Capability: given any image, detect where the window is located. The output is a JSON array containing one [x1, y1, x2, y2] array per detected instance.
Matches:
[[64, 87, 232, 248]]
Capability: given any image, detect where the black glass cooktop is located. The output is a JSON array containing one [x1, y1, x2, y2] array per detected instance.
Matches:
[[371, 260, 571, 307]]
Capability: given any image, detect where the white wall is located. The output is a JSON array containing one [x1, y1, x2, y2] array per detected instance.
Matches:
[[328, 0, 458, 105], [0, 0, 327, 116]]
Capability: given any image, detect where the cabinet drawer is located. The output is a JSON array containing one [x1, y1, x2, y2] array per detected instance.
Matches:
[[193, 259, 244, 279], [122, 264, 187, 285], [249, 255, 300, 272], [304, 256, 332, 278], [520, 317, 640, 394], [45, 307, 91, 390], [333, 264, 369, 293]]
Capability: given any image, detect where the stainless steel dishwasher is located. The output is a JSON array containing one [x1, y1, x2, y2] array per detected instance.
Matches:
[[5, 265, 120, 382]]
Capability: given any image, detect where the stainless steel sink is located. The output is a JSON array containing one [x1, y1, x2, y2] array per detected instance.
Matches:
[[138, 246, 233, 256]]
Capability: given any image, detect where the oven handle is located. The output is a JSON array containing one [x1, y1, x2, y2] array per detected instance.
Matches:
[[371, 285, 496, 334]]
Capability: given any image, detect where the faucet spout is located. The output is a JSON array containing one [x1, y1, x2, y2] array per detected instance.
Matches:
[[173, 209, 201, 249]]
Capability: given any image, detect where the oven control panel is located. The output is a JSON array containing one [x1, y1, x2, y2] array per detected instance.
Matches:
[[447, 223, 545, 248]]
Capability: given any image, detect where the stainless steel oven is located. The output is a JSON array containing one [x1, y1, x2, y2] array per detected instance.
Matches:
━━━━━━━━━━━━━━━━
• PROBLEM REQUIREMENTS: Copy out all the records above again, replacing every "stainless steel" with "silver" and leaving the rest untouched.

• EXERCISE RESPONSE:
Capability: given any image, detect where the window is located. The output is a JSON array containing one [x1, y1, x2, y2] array per detected instance.
Matches:
[[64, 87, 232, 248]]
Capability: given any image, detect where the black glass cooktop is located. The output is a JSON array containing one [x1, y1, x2, y2] array per detected instance.
Matches:
[[371, 260, 571, 307]]
Capability: given any image, detect where the white wall is located. The output is a JSON array containing one [x1, y1, x2, y2] array per detected instance.
Matches:
[[328, 0, 458, 105], [0, 0, 327, 116]]
Capability: given any image, detect where the cabinet drawer is located. The output is a JSON array containing one [x1, y1, x2, y2] array per detected instance.
Matches:
[[193, 259, 244, 279], [122, 264, 187, 285], [249, 255, 300, 272], [304, 256, 332, 278], [520, 317, 640, 394], [45, 307, 91, 390], [333, 264, 369, 293]]
Capability: given any image, detect where the silver dishwasher is located. The output is a JSON array containing one [x1, y1, x2, y2] array per detected instance.
Matches:
[[5, 265, 120, 382]]
Capability: given any image, detect where the silver sink is located. The output is a JSON array containing one [x1, y1, x2, y2] array per detected instance.
Matches:
[[138, 246, 233, 256]]
Capability: given any image, detect where the oven handle is located. The output is a JSON array containing one [x1, y1, x2, y2] array per detected instance.
Matches:
[[371, 285, 496, 334]]
Capability: given any image, detect where the faucet spout is located. The output is a JSON array containing one [x1, y1, x2, y2] array per detected instance.
Matches:
[[173, 209, 201, 249]]
Capability: given any image, detect where the oven control panel is located. The output is a JSON array containing one [x1, y1, x2, y2] array per detected instance.
Matches:
[[447, 223, 545, 248]]
Capability: given any image, detect where the silver oven is located. The output is a JSON array containing one [x1, y1, x2, y2] array per detected instance.
Matches:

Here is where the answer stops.